TEXT TO READ:
━━━

A long time ago, I was trying to come up with puzzles based on an infinite list of sentences. Then I started coming up with variations, and soon there were over 100 ways to modify the puzzle.
BASE PUZZLE: There is an infinite list of sentences, as follows: 1. Exactly 1 sentence on this list is false. 2. Exactly 2 sentences on this list are false. 3. Exactly 3 sentences on this list are false. ... And so on, one sentence for each natural number. (I was inspired by puzzles that were finite, usually going to whatever the year was, because you could not brute force 2017 sentences. Here, they go on forever.) Your goal is to identify the true/false value of each statement (if there is 1 solution), or give all solutions (may need a schema), or prove no solution.
So here are the variations (you of course have to change the grammar if appropriate): Quantifier (3-5): Change the first word to "exactly" (1), "at least" (2), or "at most" (3). (I am not sure if strict "fewer than" and "more than" are equivalent to existing problems, so if not add them.) Boolean (2): Change the last word to "false" (1) or "true" (2). Zero (2): This adds sentence 0 which does the obvious. (So for the base, it is "Exactly 0 sentences on this list are false", which is of course false.) Omega Sentence (4+): There are three varieties of the omega sentence. You can try to see what happens when you add more than one, but there are enough as it is. Ω1. (quantifier) all numbered sentences are (boolean). Ω2. (quantifier) all sentences are (boolean). (Ω2 includes itself, Ω1 does not.) Ω3. (quantifier) an infinite number of sentences are (boolean). (I thought of Ω4 which includes itself but they are equivalent.)

━━━

DATASET ROWS:
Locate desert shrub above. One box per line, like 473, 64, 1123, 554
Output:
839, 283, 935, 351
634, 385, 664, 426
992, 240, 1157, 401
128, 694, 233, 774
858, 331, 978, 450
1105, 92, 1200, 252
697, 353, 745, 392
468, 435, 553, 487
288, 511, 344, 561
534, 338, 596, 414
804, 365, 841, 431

━━━

In the text about the infinite list of sentences, which three options does the Quantifier variation allow for the first word? Rely only on the text about the infinite list of sentences, not on the records.

"Exactly," "at least," and "at most."